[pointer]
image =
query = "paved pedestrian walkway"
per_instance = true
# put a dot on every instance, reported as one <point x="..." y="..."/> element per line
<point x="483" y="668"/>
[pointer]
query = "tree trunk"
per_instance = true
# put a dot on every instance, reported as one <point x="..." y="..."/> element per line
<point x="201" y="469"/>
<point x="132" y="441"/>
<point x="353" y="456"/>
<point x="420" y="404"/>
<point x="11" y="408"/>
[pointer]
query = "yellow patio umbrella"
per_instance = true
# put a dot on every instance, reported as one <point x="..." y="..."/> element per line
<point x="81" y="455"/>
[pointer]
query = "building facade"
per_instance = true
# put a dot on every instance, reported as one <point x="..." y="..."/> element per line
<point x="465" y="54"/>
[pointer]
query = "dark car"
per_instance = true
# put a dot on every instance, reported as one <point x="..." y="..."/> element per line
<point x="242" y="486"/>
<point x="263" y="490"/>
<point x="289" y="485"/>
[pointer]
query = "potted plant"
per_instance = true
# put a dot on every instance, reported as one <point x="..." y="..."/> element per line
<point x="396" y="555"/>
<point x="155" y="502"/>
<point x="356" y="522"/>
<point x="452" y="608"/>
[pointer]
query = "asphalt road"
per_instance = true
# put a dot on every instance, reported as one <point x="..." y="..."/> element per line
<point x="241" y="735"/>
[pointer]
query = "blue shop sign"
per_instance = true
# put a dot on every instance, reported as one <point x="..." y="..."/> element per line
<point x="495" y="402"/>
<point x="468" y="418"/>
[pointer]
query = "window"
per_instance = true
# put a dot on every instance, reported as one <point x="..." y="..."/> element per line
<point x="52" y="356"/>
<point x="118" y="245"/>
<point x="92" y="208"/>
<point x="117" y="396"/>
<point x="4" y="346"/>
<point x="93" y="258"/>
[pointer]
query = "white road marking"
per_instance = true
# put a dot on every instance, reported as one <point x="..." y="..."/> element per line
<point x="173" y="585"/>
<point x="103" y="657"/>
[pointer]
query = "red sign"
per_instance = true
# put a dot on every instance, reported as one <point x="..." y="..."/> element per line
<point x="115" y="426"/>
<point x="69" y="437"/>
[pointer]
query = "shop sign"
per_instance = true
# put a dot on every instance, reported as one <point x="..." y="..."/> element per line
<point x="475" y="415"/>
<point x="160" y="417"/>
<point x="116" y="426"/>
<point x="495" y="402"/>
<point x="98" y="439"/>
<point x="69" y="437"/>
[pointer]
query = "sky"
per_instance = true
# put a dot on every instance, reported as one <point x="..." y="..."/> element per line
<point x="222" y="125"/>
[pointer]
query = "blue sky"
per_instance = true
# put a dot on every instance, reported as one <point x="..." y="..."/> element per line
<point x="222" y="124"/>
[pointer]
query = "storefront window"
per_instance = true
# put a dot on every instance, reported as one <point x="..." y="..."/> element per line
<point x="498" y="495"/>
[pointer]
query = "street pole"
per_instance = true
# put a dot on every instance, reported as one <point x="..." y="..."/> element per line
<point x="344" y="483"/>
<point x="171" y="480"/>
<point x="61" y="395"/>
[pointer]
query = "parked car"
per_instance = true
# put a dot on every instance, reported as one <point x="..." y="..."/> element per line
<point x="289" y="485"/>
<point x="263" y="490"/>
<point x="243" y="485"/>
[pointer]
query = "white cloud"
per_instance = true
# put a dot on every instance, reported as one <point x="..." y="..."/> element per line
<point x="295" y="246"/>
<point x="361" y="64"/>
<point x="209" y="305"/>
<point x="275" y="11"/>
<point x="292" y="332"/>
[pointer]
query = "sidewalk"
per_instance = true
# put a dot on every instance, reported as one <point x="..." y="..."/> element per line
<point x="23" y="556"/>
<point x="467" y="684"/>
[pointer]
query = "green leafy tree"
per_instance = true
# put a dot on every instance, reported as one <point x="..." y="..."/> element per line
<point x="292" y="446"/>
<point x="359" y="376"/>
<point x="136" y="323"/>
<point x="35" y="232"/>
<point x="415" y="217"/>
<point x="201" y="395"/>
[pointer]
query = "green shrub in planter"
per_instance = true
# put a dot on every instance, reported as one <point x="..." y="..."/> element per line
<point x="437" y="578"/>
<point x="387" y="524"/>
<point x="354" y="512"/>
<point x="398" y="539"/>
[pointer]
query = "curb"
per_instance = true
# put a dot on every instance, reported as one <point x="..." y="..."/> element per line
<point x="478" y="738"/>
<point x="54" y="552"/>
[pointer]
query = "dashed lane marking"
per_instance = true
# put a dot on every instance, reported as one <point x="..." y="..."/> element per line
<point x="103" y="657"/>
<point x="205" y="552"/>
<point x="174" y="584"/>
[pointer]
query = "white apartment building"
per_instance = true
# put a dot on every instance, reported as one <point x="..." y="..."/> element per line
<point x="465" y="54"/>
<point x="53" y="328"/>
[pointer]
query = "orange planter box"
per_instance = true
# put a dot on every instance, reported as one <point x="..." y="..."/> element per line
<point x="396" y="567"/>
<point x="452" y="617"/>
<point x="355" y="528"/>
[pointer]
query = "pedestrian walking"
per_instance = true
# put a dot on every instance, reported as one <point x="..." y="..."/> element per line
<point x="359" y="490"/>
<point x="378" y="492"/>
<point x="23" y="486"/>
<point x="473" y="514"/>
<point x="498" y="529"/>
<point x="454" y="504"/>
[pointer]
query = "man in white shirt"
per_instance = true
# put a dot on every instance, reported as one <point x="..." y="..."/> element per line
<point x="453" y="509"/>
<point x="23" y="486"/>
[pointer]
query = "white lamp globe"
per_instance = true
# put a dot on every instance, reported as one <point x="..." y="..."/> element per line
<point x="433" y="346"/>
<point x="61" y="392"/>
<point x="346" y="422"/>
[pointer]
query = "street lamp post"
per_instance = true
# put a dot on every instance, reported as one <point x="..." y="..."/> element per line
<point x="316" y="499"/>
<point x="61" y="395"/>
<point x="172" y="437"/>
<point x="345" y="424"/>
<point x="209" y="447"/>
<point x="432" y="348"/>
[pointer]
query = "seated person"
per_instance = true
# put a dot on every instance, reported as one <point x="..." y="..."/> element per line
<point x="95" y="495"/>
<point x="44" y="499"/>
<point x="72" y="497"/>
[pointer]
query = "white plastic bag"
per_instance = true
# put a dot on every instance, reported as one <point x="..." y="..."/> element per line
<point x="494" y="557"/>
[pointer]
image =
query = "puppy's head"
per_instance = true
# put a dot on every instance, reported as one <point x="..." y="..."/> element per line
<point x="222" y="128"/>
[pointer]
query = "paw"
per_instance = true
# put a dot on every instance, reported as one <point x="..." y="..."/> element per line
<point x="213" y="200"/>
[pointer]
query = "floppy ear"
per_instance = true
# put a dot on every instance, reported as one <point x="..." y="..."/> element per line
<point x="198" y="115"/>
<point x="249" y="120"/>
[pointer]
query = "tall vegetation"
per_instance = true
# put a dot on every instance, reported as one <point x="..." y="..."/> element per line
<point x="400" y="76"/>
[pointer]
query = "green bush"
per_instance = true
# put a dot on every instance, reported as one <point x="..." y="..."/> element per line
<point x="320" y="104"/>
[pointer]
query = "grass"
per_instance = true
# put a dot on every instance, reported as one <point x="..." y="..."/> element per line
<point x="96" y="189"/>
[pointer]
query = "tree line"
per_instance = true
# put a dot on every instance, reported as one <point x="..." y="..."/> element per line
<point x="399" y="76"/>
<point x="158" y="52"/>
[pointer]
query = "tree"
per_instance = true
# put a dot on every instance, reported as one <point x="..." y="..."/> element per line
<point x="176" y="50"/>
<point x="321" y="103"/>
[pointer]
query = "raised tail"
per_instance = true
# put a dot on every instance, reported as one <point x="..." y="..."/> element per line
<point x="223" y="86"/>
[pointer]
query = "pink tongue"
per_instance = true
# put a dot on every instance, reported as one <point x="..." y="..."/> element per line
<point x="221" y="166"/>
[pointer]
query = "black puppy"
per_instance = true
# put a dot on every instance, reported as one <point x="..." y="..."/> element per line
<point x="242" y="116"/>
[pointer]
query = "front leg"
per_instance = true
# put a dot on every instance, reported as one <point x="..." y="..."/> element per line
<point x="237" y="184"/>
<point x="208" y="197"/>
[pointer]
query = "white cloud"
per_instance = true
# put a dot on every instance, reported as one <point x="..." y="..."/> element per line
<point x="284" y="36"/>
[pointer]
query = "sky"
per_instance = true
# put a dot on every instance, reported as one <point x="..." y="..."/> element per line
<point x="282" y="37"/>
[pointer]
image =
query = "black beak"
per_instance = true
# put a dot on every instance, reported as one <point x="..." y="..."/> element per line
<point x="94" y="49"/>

**Problem to work on**: Report each line in the records above that contains the word "marking".

**Worked solution**:
query = "white road marking"
query = "dashed lane marking"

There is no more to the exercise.